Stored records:
◆ ◆ ◆
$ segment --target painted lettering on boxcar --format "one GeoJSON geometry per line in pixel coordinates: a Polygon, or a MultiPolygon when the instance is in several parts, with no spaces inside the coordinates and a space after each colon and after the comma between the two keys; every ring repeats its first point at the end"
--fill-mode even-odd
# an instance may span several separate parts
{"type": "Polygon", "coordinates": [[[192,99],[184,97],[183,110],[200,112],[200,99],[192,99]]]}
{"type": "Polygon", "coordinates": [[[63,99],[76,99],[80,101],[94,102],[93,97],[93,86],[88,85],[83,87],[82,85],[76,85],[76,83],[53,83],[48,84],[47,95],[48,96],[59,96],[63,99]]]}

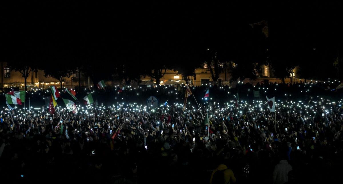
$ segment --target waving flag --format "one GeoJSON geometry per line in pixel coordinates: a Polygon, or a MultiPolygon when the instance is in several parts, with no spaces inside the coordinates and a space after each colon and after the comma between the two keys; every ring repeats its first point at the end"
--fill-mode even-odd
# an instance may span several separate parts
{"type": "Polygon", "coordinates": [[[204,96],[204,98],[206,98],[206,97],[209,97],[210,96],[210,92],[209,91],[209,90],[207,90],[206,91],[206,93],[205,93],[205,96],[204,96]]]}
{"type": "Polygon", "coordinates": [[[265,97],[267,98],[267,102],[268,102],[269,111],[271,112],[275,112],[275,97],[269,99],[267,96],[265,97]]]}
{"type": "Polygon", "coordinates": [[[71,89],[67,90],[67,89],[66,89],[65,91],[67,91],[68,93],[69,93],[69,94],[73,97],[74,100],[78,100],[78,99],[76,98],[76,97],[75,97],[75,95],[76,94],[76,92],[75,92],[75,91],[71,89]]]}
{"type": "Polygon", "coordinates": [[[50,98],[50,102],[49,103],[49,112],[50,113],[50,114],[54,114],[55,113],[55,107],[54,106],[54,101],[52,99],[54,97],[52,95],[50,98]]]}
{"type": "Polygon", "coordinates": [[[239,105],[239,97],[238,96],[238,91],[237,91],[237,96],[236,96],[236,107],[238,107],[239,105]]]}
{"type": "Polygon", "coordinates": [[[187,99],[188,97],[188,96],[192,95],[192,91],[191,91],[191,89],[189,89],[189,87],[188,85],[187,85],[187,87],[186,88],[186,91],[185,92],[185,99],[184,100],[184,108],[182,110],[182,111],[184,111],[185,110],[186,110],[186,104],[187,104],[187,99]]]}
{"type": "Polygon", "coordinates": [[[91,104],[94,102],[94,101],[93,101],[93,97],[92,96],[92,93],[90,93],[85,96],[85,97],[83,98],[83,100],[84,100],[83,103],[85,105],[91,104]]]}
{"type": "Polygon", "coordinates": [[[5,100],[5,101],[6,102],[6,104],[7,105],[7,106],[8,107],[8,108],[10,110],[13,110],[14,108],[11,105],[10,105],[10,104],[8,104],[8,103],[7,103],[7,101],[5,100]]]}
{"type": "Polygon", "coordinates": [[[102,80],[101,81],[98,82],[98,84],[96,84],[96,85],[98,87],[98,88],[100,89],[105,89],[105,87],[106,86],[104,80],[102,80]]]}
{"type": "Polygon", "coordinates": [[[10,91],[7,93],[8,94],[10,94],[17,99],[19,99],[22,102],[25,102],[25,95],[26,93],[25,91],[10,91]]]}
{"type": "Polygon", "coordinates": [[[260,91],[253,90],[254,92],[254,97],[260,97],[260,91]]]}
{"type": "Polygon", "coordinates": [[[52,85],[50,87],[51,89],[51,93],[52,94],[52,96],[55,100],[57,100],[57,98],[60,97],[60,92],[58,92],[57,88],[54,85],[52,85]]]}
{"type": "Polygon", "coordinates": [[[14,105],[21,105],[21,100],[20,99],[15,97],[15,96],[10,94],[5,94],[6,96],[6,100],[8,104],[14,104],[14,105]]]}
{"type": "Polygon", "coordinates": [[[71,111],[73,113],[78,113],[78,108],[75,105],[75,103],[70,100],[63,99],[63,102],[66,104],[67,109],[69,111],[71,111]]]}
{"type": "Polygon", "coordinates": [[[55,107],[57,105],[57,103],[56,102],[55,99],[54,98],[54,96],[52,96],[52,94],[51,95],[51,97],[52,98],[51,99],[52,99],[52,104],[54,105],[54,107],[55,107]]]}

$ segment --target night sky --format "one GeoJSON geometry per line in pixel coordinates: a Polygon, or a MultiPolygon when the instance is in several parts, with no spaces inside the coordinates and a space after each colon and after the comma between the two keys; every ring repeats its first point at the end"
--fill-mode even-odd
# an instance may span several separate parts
◆ ◆ ◆
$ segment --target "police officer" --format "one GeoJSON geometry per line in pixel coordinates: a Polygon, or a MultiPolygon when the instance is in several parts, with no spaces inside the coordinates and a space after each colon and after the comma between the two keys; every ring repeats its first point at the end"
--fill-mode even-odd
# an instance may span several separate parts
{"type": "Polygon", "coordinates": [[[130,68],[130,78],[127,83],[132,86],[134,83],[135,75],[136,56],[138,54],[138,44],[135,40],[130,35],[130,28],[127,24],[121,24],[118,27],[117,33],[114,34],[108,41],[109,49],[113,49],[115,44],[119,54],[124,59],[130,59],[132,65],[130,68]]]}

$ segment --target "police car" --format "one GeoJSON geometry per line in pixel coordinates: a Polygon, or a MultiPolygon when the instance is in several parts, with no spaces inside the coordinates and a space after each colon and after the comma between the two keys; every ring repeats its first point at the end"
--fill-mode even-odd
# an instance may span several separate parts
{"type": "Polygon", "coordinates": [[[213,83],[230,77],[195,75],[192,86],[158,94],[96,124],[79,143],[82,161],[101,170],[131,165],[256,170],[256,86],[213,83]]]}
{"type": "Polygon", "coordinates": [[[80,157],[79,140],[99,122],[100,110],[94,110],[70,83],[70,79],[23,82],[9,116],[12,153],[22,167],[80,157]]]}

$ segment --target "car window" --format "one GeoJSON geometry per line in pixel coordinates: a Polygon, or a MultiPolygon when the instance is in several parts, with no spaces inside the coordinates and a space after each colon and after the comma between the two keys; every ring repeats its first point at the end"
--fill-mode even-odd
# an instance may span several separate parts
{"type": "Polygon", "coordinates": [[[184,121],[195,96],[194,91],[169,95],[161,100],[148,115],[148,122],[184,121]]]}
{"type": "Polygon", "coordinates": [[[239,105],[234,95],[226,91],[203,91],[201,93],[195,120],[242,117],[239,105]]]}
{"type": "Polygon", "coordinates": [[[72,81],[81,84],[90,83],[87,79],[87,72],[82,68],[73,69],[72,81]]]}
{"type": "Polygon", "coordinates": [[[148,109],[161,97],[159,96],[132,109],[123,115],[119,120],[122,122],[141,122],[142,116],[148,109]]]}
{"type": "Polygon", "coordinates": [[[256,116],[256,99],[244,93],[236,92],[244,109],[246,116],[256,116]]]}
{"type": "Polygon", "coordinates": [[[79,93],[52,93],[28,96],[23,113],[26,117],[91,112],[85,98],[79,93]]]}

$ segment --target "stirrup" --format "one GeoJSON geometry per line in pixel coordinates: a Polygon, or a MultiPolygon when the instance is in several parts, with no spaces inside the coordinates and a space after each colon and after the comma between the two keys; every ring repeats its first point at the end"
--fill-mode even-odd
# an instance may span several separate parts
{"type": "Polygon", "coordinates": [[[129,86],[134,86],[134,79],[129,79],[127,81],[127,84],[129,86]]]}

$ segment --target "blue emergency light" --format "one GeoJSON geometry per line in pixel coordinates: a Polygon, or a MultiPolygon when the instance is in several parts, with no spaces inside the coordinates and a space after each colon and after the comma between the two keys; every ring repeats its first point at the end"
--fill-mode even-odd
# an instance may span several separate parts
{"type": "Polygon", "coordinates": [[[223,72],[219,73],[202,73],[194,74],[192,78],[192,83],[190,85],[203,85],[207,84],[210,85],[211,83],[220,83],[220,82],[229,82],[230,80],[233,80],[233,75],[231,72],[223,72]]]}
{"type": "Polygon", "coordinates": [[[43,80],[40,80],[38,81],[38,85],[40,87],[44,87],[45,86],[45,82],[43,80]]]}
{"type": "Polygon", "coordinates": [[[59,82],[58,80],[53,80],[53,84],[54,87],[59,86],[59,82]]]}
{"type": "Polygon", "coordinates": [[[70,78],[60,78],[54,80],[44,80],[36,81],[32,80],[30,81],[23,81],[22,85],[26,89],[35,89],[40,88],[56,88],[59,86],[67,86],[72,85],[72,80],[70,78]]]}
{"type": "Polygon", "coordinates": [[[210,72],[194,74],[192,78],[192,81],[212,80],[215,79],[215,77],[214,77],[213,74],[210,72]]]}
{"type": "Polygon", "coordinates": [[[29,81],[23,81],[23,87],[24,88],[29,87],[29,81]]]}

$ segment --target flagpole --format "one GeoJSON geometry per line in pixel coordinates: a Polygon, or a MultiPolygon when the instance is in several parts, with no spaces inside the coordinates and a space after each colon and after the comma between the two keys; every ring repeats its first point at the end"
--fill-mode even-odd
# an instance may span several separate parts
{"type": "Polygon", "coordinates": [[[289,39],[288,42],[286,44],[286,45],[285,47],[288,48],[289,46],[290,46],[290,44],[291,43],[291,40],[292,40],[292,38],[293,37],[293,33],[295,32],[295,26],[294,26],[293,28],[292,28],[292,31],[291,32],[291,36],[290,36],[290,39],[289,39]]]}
◆ ◆ ◆
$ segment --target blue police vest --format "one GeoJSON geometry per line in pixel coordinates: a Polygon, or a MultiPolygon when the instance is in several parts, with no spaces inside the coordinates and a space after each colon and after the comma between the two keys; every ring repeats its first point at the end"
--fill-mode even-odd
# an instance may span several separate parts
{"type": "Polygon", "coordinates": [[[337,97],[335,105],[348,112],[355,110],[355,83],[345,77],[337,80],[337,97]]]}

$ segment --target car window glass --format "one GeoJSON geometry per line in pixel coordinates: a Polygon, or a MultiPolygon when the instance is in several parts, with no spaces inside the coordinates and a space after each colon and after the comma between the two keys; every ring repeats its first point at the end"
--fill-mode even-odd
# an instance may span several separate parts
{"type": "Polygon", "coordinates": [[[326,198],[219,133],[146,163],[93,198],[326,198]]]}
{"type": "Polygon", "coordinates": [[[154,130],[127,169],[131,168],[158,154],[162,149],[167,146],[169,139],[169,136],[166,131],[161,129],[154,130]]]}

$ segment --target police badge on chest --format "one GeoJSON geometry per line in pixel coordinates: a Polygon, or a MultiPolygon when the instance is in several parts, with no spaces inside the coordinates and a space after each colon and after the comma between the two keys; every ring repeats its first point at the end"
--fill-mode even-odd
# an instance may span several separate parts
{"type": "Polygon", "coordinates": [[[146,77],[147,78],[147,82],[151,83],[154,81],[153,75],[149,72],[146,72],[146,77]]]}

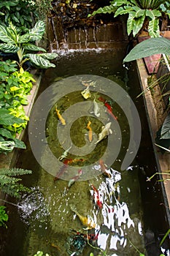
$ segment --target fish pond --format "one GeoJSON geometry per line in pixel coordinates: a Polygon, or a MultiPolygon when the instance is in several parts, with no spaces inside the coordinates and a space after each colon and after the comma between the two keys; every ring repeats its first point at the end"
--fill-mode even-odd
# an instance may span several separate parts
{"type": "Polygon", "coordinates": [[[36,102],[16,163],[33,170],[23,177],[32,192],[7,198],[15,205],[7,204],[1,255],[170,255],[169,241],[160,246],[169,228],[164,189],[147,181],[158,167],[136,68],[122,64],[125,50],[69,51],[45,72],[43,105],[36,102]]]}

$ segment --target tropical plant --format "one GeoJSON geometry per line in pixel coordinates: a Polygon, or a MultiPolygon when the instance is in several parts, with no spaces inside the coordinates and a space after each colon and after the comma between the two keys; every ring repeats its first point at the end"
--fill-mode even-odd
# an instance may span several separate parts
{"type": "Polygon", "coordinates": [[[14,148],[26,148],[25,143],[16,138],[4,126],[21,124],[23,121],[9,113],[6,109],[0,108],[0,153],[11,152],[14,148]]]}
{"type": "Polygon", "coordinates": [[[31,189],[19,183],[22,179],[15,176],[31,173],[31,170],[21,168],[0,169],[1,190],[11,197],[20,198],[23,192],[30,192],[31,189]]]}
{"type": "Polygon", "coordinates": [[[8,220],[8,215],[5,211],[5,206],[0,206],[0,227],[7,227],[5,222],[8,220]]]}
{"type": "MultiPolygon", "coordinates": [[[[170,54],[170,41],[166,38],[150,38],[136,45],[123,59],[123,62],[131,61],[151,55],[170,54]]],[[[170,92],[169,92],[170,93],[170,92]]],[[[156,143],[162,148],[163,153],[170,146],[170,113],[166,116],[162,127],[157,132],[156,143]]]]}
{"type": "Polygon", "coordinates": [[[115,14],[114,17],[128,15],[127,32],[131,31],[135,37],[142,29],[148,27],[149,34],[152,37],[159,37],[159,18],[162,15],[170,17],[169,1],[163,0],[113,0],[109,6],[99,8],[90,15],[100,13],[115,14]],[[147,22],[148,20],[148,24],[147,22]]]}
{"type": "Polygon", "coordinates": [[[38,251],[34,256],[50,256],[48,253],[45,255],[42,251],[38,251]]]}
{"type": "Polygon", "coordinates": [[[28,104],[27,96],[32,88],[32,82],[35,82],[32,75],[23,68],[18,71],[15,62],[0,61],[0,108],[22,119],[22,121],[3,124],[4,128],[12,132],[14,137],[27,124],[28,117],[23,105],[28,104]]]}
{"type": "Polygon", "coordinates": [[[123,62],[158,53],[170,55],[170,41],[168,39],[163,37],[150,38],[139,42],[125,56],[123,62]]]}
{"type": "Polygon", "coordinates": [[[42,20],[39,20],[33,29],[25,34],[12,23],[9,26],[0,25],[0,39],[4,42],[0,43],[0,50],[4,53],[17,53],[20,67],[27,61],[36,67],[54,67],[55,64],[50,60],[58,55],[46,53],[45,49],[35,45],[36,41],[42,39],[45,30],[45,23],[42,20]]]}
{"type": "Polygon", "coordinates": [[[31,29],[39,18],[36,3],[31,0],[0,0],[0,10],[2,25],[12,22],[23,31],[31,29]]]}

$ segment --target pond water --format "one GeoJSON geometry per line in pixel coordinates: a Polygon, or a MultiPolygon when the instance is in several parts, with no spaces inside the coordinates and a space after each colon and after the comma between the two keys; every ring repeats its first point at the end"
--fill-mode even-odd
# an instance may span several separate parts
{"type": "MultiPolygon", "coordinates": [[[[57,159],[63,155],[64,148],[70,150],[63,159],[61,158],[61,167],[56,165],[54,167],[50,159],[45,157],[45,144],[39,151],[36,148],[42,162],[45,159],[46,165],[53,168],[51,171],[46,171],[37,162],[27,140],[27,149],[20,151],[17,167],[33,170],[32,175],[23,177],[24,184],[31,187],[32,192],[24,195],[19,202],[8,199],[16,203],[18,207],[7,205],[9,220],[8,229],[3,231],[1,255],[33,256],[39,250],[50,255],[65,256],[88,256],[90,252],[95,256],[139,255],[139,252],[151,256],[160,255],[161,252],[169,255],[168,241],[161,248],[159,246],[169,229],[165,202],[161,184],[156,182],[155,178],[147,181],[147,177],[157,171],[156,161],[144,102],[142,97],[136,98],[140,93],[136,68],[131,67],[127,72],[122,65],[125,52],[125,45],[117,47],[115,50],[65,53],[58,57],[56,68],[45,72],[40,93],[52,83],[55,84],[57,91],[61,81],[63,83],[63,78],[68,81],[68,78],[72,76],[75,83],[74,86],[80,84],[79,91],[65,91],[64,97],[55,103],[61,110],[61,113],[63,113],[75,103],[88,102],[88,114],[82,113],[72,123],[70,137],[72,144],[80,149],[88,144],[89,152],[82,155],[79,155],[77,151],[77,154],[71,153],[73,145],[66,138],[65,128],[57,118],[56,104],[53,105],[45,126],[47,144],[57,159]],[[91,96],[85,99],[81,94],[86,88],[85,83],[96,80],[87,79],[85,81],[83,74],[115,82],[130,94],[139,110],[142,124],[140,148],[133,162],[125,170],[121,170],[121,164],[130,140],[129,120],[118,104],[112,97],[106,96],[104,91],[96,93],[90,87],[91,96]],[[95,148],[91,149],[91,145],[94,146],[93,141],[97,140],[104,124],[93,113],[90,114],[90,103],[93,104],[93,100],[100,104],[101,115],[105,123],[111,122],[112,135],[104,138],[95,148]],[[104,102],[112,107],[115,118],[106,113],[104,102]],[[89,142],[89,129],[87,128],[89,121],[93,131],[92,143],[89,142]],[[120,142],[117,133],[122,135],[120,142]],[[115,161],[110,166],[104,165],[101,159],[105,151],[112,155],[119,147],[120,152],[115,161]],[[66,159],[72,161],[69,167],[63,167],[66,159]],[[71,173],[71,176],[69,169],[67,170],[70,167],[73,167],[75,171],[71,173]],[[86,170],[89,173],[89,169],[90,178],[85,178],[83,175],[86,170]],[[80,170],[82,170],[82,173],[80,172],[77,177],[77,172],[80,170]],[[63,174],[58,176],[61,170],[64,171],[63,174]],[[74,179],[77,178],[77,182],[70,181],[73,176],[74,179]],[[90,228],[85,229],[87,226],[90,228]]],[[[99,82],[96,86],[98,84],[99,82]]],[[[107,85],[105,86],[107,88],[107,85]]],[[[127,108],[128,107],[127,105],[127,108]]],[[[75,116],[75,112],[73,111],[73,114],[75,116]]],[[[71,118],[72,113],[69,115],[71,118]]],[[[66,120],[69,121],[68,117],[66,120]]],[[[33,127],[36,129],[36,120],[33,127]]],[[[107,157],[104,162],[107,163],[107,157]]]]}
◆ ◆ ◆
Extract every line of the items above that contains the string "pond", matching case exactly.

Reply
$ segment --target fish pond --format "one GeoJSON geometry per line in pixel coordinates: a Polygon, or a MultiPolygon when the instance is in several parts, with no spaces inside the coordinates and a space after each colon and after the comma between the two keys; every ring repeats its first point at the end"
$ segment --target pond water --format "one GeoJSON geometry per line in pixel coordinates: a Polygon, or a MultiPolygon when the instance is in several parts, with no spaces inside the coordinates and a space after each colon and after the comma between the two keys; every ring repeats its first point at the end"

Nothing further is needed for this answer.